BEGIN Document passage

Novartis manufacturing agreement cited in Syria controversy

Novartis has found itself caught up in a controversy about ingredients shipped to Syria that critics say could have been used to make sarin gas. 

The report from Swiss media focused on German chemical distributor Brenntag, which in 2014 sold diethylamine and isopropanol to Syrian drugmaker Mediterranean Pharmaceutical Industries (MPI), CNBC reported.

Three non-governmental organizations that work in Syria had complained to authorities the ingredients could also have been used to make chemical weapons. But Brenntag said the ingredients were just for the pharma products and that it followed all appropriate laws and regulations. 

While Syria has denied using chemical weapons, NGOs have reported their use in the war there. 

Novartis has been tied in because MPI had a contract manufacturing agreement with the company to produce products such as pain relief skin gel Voltaren. 

In an emailed statement, a Novartis spokesperson said Wednesday that the company has an existing agreement with Syrian contract manufacturer Mediterranean Pharmaceutical Industries to produce certain oncology and other drugs for the Syrian market. 

In 2014, what was then Novartis Consumer Health also had an agreement with MPI to make OTC products. Novartis supplied the active ingredients for MPI to produce Voltaren Emulgel, which it said was done according to all the required laws and regulations.

END Document passage

Assignment 1. List every chemical substance named in the Novartis article.
Assignment 2. Write the next part of the Novartis article, starting after its final sentence.

BEGIN Given information

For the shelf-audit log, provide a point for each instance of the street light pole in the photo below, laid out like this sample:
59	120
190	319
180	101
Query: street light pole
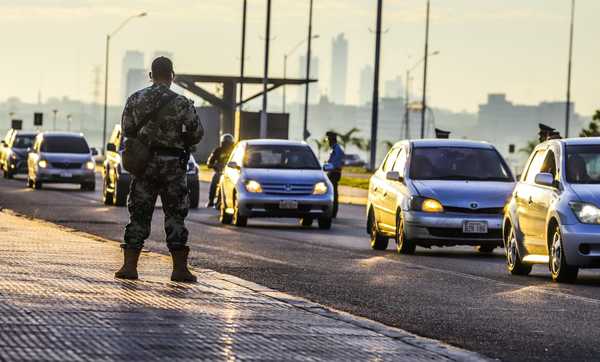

END Given information

Task output 1. sarin, diethylamine, isopropanol

Task output 2.
"Under this agreement, which pre-dates the Syrian Civil War, Novartis Consumer Health supplied only the active pharmaceutical ingredients in compliance with applicable sanction laws. It was the responsibility of MPI to obtain the necessary adjuvants required for production (like e.g. isopropanol or diethylamine) itself directly from a third party supplier. Novartis exported neither isopropanol nor diethylamine to Syria at that time nor does it do so currently," the drugmaker said. 

Novartis Consumer Health was divested to GlaxoSmithKline in 2015. 

Novartis said that last year it was asked by Swiss State Secretariat for Economic Affairs to obtain the manufacturing documents from MPI showing that the isopropanol had been used to produce Voltaren Emulgel.

"Our only role was in the spirit of offering our good services to act as intermediary and to pass on the obtained documents from MPI to SECO for their assessment," it said.